<<<<

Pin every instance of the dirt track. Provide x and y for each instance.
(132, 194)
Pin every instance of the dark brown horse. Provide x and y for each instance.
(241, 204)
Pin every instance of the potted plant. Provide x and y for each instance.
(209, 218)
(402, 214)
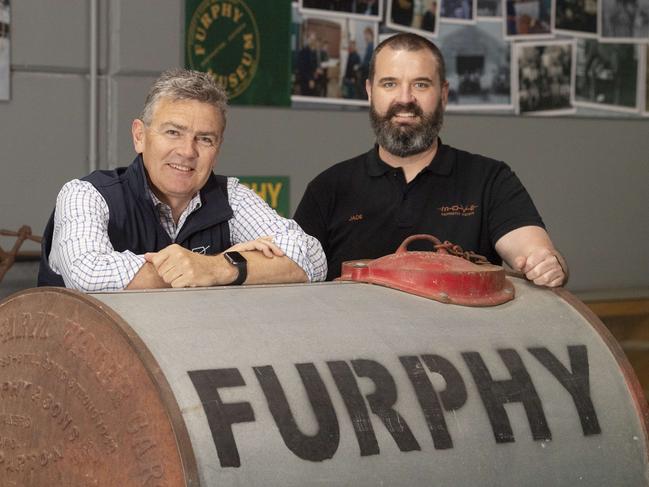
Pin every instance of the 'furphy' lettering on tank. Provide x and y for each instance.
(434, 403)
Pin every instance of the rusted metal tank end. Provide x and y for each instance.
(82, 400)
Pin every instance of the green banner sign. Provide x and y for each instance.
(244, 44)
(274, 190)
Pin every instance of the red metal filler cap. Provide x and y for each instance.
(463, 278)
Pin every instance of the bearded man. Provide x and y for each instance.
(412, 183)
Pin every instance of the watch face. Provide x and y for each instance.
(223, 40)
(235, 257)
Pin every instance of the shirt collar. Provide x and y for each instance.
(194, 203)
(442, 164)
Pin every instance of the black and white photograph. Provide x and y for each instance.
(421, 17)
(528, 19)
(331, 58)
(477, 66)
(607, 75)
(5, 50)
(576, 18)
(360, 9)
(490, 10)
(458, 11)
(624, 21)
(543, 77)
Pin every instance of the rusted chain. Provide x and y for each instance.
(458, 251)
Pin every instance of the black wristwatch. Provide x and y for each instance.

>>>>

Goal — Render the items above as a numbered list, omitting any blank lines. Leave the pictures out of the list.

Result for this exercise —
1. Pin every instance of the dirt track. Provide x and y for each instance.
2. (132, 194)
3. Pin every instance of the dark brown horse. Provide x and y for each instance.
4. (241, 204)
5. Pin every instance of the potted plant. Provide x and y for each instance.
6. (209, 218)
7. (402, 214)
8. Pin every instance of the 'furphy' lettering on tank. Provide x and y for each instance.
9. (434, 403)
10. Pin every instance of the rusted metal tank end. Provide x and y for each instance.
11. (82, 400)
12. Pin every instance of the green banner sign. Provide x and y for each instance.
13. (244, 44)
14. (274, 190)
15. Pin every instance of the red metal filler cap. Provide x and y for each instance.
16. (463, 278)
17. Pin every instance of the bearded man. Provide x and y for each instance.
18. (412, 183)
19. Pin every instance of the watch face. Provide x and y for each instance.
20. (223, 40)
21. (235, 257)
22. Pin every instance of the shirt collar. Provide x and y for each instance.
23. (194, 203)
24. (442, 164)
25. Pin every instance of the black and white photograph. Provide x and y for each instance.
26. (421, 17)
27. (528, 19)
28. (331, 58)
29. (477, 66)
30. (607, 75)
31. (5, 50)
32. (576, 18)
33. (360, 9)
34. (490, 10)
35. (458, 11)
36. (624, 21)
37. (543, 77)
38. Pin every instance of the rusted chain. Provide x and y for each instance.
39. (458, 251)
40. Pin every instance of the black wristwatch. Provide x and y for each instance.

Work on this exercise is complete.